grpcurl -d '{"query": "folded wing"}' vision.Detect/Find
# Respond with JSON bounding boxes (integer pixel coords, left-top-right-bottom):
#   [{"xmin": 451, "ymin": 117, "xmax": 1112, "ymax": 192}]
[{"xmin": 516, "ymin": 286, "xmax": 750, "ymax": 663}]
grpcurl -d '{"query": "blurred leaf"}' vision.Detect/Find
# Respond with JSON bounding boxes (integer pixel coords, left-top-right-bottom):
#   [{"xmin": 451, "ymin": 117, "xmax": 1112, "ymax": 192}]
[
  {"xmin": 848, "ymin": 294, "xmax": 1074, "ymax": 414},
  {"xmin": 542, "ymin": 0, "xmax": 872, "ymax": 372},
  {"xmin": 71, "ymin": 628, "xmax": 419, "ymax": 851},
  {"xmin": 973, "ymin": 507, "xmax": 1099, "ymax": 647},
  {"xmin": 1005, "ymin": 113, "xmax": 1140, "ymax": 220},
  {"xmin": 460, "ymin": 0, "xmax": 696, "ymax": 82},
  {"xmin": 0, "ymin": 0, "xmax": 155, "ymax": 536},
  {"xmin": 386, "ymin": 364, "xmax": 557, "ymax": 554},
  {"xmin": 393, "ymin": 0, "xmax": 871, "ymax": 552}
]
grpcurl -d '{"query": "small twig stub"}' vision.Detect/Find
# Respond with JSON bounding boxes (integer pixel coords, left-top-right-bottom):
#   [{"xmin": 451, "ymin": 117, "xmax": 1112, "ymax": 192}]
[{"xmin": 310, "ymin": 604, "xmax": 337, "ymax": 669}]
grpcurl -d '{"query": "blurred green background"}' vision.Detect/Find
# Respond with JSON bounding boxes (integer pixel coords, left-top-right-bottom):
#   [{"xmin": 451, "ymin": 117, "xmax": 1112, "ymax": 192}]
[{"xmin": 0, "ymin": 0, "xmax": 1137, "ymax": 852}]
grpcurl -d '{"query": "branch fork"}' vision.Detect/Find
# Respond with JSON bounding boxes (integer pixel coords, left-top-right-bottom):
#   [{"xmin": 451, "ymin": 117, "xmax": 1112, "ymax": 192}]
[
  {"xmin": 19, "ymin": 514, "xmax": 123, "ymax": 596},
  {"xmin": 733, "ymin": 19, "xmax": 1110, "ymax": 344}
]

### HOW TO COMPLETE THIS TASK:
All of the entries above should be output exactly as they are.

### ANSWER BOX:
grpcurl -d '{"query": "folded wing"}' vision.Detect/Find
# Respond with JSON bounding boxes (integer pixel coords, left-top-right-bottom):
#   [{"xmin": 451, "ymin": 117, "xmax": 1112, "ymax": 192}]
[{"xmin": 516, "ymin": 286, "xmax": 750, "ymax": 663}]
grpcurl -d '{"query": "blurred leaf"}' vision.Detect/Find
# Respond with JSON bounding boxes (integer pixel coords, left-top-right-bottom):
#   [{"xmin": 451, "ymin": 117, "xmax": 1112, "ymax": 192}]
[
  {"xmin": 848, "ymin": 294, "xmax": 1074, "ymax": 414},
  {"xmin": 542, "ymin": 0, "xmax": 872, "ymax": 372},
  {"xmin": 71, "ymin": 628, "xmax": 419, "ymax": 851},
  {"xmin": 973, "ymin": 507, "xmax": 1099, "ymax": 647},
  {"xmin": 1005, "ymin": 113, "xmax": 1140, "ymax": 220},
  {"xmin": 460, "ymin": 0, "xmax": 696, "ymax": 82},
  {"xmin": 0, "ymin": 0, "xmax": 155, "ymax": 536},
  {"xmin": 386, "ymin": 364, "xmax": 557, "ymax": 554},
  {"xmin": 393, "ymin": 0, "xmax": 871, "ymax": 552}
]
grpcurl -d '{"query": "small twig stub"}' vision.Detect/Find
# Respond with JSON bounding boxes (integer pixel coords, left-top-right-bottom):
#   [{"xmin": 451, "ymin": 117, "xmax": 1112, "ymax": 192}]
[{"xmin": 310, "ymin": 604, "xmax": 337, "ymax": 669}]
grpcurl -d '{"query": "blurred green background"}' vision.Detect/Find
# Respond with JSON bounding boxes (integer pixel coords, left-top-right-bottom):
#   [{"xmin": 451, "ymin": 117, "xmax": 1112, "ymax": 192}]
[{"xmin": 0, "ymin": 0, "xmax": 1137, "ymax": 852}]
grpcurl -d '{"query": "branch fork"}' vision.Detect/Find
# Respond with JSON bounding boxes (integer pixel coords, left-top-right-bottom):
#   [{"xmin": 451, "ymin": 117, "xmax": 1112, "ymax": 192}]
[
  {"xmin": 19, "ymin": 514, "xmax": 123, "ymax": 596},
  {"xmin": 733, "ymin": 19, "xmax": 1110, "ymax": 344}
]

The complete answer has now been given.